SOURCE RECORDS:
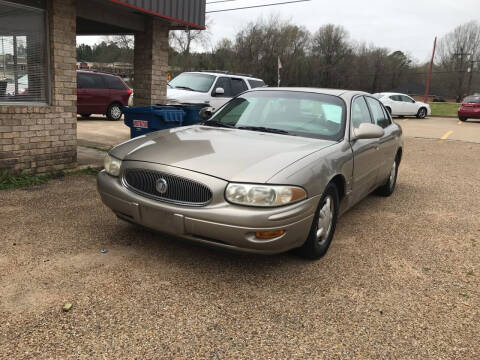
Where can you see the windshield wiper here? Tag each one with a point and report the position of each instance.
(264, 129)
(218, 124)
(183, 87)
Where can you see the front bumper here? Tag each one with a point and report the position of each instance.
(219, 224)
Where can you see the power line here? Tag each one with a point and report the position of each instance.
(256, 6)
(214, 2)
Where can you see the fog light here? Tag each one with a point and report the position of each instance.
(269, 234)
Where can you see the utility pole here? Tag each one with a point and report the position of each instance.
(429, 77)
(460, 92)
(470, 76)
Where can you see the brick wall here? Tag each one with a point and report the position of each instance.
(44, 138)
(151, 63)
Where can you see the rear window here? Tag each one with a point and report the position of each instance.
(256, 83)
(472, 99)
(114, 83)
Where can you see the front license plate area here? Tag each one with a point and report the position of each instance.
(162, 220)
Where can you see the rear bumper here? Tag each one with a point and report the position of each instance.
(469, 113)
(218, 224)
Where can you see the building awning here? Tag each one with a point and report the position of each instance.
(185, 13)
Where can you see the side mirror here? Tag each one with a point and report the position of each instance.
(219, 91)
(368, 131)
(206, 113)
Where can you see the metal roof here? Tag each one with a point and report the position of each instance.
(185, 13)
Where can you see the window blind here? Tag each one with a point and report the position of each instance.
(23, 54)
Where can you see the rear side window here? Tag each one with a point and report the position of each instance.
(360, 113)
(238, 86)
(380, 116)
(256, 83)
(114, 83)
(472, 99)
(90, 81)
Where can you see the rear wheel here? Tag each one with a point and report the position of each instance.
(114, 112)
(388, 188)
(323, 226)
(422, 113)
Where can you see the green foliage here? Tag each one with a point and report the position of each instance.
(104, 53)
(444, 109)
(11, 181)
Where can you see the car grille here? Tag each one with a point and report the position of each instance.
(178, 189)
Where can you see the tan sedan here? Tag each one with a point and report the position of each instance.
(270, 171)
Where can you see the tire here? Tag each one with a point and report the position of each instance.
(318, 242)
(114, 112)
(388, 188)
(422, 113)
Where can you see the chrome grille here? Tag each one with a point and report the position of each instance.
(179, 190)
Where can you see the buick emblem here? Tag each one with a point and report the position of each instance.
(161, 185)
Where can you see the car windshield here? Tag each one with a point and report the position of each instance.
(285, 112)
(472, 99)
(193, 82)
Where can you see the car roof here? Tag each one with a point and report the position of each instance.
(335, 92)
(224, 74)
(389, 94)
(95, 72)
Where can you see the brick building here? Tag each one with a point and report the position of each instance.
(38, 112)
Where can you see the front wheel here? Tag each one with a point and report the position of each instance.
(422, 113)
(114, 112)
(323, 226)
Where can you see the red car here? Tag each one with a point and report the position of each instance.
(100, 93)
(470, 108)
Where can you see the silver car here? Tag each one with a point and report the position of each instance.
(270, 171)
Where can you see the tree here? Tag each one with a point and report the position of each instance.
(331, 53)
(456, 51)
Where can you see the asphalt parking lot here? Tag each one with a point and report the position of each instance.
(400, 281)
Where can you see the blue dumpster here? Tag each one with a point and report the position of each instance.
(145, 119)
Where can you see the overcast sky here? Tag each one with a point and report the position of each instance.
(406, 25)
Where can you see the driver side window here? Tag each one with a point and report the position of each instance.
(359, 112)
(224, 83)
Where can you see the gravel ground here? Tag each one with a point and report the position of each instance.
(401, 280)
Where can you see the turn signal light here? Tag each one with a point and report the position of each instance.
(269, 234)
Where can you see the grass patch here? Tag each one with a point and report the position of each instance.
(13, 181)
(444, 109)
(22, 180)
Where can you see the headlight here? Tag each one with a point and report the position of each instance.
(112, 165)
(263, 195)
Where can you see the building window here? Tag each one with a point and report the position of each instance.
(23, 54)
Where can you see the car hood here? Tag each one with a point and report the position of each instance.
(185, 96)
(229, 154)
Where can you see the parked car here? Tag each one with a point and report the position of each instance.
(269, 172)
(403, 105)
(210, 88)
(100, 93)
(470, 108)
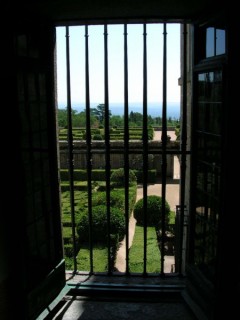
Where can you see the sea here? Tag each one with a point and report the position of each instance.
(154, 108)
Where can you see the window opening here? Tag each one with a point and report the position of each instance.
(117, 87)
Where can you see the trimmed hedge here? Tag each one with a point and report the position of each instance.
(100, 175)
(154, 211)
(100, 225)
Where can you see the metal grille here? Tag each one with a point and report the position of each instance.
(142, 148)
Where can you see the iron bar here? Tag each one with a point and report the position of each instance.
(89, 148)
(70, 148)
(183, 144)
(145, 146)
(126, 146)
(107, 147)
(164, 146)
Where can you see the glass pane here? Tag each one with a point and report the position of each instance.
(210, 42)
(220, 41)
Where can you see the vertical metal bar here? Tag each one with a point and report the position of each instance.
(164, 145)
(183, 144)
(70, 148)
(145, 145)
(126, 146)
(107, 145)
(89, 149)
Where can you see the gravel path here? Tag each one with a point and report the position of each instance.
(172, 197)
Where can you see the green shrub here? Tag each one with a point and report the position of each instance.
(99, 225)
(97, 137)
(117, 178)
(154, 211)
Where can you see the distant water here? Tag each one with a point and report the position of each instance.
(154, 108)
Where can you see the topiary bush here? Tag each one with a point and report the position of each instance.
(99, 225)
(117, 178)
(154, 211)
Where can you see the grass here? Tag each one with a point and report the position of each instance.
(136, 254)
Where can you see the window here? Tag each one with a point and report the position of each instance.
(134, 65)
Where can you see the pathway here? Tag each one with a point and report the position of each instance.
(172, 197)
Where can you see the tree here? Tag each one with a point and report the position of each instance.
(99, 112)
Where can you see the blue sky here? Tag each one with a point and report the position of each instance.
(116, 63)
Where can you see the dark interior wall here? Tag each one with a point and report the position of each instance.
(61, 11)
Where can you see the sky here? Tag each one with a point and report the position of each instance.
(116, 63)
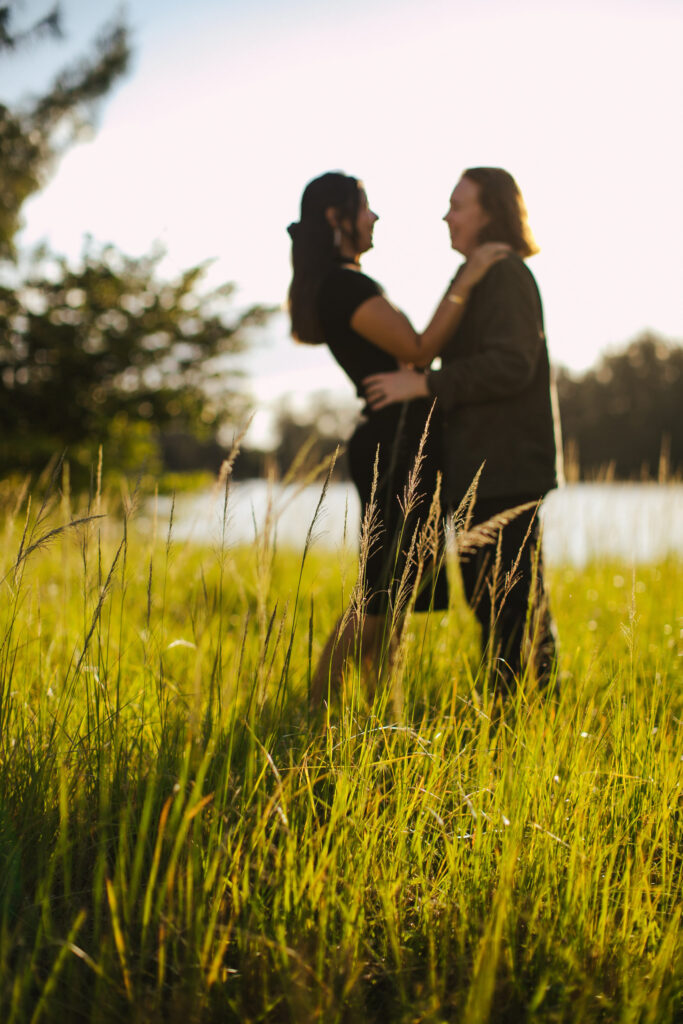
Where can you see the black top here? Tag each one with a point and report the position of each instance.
(340, 295)
(495, 390)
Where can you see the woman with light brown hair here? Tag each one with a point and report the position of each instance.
(333, 302)
(499, 419)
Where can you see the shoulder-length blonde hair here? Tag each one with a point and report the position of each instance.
(501, 199)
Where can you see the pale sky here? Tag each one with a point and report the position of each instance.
(230, 108)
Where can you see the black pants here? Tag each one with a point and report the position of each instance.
(504, 586)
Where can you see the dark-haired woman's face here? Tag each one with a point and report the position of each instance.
(466, 217)
(358, 238)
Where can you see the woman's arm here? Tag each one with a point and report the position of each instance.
(389, 329)
(399, 385)
(511, 342)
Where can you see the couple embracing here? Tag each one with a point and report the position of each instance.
(487, 413)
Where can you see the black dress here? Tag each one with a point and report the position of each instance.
(394, 432)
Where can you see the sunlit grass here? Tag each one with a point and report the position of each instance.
(181, 842)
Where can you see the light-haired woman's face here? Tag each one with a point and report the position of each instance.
(465, 218)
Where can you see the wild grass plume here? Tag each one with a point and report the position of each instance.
(179, 842)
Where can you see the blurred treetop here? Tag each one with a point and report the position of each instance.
(34, 135)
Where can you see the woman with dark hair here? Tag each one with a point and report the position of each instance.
(331, 301)
(499, 416)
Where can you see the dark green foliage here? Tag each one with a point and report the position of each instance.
(34, 136)
(110, 354)
(627, 414)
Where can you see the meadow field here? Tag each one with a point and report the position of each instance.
(180, 841)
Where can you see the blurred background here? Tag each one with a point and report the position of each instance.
(152, 157)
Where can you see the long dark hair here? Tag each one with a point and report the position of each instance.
(313, 247)
(501, 199)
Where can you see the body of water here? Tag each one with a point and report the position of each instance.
(639, 522)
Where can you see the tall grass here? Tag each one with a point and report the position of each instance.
(179, 842)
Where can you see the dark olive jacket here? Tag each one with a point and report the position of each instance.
(495, 391)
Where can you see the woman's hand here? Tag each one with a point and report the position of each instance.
(478, 264)
(399, 385)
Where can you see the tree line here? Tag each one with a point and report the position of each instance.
(108, 353)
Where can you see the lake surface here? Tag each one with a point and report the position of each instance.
(639, 522)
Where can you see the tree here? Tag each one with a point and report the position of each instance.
(104, 353)
(627, 414)
(33, 137)
(110, 354)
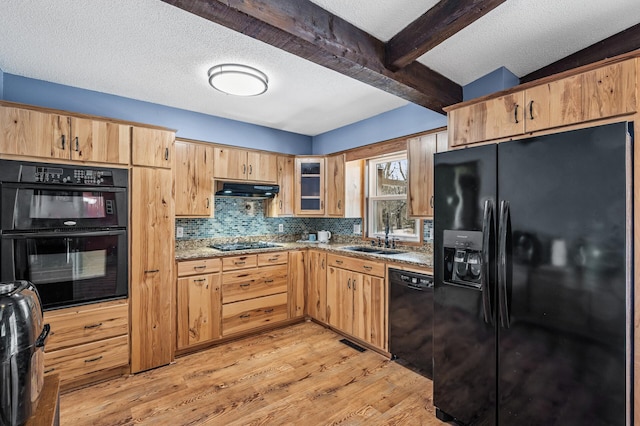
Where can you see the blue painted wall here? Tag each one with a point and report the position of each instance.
(495, 81)
(188, 124)
(399, 122)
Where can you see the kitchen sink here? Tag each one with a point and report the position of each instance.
(372, 250)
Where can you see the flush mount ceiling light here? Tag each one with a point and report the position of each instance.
(239, 80)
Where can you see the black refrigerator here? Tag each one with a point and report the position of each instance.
(532, 268)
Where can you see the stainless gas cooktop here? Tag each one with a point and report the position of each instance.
(244, 246)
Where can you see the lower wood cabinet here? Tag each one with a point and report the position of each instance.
(356, 301)
(254, 291)
(316, 303)
(199, 302)
(87, 341)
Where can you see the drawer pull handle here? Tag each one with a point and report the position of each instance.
(93, 326)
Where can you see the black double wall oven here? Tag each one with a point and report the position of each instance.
(64, 228)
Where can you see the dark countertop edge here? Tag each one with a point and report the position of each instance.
(206, 253)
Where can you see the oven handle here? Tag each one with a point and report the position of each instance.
(63, 187)
(76, 234)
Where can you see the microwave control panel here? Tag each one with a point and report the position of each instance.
(71, 176)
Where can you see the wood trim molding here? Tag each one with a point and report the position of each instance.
(385, 147)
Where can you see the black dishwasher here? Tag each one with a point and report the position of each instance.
(411, 320)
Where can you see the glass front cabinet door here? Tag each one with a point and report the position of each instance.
(310, 186)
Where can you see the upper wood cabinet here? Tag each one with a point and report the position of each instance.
(309, 186)
(606, 91)
(282, 204)
(152, 260)
(152, 147)
(420, 151)
(27, 132)
(239, 164)
(491, 119)
(335, 185)
(193, 174)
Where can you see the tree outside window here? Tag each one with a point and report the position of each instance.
(387, 199)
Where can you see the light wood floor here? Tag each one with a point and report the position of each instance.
(299, 375)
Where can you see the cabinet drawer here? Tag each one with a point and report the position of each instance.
(257, 282)
(197, 267)
(75, 326)
(239, 262)
(248, 314)
(274, 258)
(77, 361)
(357, 265)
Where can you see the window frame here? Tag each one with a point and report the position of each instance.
(371, 178)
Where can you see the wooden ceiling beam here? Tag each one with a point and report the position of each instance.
(437, 24)
(622, 42)
(304, 29)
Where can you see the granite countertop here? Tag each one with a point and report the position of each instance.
(421, 259)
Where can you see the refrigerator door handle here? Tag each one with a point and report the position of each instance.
(503, 232)
(488, 242)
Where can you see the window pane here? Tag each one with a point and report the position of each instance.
(399, 224)
(391, 177)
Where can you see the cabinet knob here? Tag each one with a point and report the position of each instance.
(531, 110)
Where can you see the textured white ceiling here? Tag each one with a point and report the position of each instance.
(151, 51)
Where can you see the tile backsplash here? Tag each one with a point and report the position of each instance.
(240, 217)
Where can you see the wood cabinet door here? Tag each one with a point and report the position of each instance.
(152, 260)
(505, 116)
(152, 147)
(610, 90)
(296, 279)
(99, 141)
(335, 195)
(317, 285)
(262, 167)
(554, 104)
(230, 163)
(420, 151)
(199, 309)
(309, 187)
(194, 179)
(33, 133)
(340, 299)
(283, 202)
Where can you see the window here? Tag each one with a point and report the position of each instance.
(387, 199)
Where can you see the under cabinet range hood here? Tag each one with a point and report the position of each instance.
(247, 190)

ACTIVITY: Reproduce the final stretch of the data above: every line from the one holding "Where can you see the tree outside" through the end, inclusive, exactly as written and nothing else.

ANSWER SECTION:
Where can you see the tree outside window here? Tag each one with a point and report the position of each instance.
(387, 199)
Where can you see the light wood floor here? Tag each one with a point and report the position of each instance.
(299, 375)
Where can you see the cabinet drawer here? Tag each one with a point and report the position of each instance.
(257, 282)
(197, 267)
(75, 326)
(239, 262)
(248, 314)
(274, 258)
(77, 361)
(357, 265)
Where can you see the window frame here? Tag each one with a point and report the position of each instance.
(371, 178)
Where can you see the wooden ceiling beam here? Tag each one with a point and report the position of each instance.
(437, 24)
(622, 42)
(304, 29)
Where can you see the granite countertop here? Tag each one with a point and report the position of each instance.
(421, 259)
Where can you see the refrigerator door handle here? Tag each one with a point and report the position of each instance.
(503, 232)
(488, 242)
Where can you see the window pane here? Tag each one with a point and report the position of each instance.
(399, 224)
(391, 177)
Where can you see the cabinet knob here? Tag each one with a point and report the position of each instance.
(531, 110)
Where can you see the textured white ceiling here? Tag each one with a point and report the position of each instance.
(151, 51)
Where can you see the tile backsplash here? Tag each one with a point and report the position of each instance.
(240, 217)
Where can you see the wood cabinet door here? Tag each one with a point and report the position of each instance.
(152, 260)
(505, 116)
(152, 147)
(610, 90)
(296, 279)
(99, 141)
(335, 195)
(317, 285)
(262, 167)
(554, 104)
(230, 163)
(420, 151)
(199, 309)
(309, 187)
(194, 179)
(33, 133)
(340, 299)
(283, 202)
Where can you see the window here? Tag each one with a point and report the position of each instance.
(387, 199)
Where can you see the under cabinet range hood here? Tag each one with a point and report the position of each instance.
(247, 190)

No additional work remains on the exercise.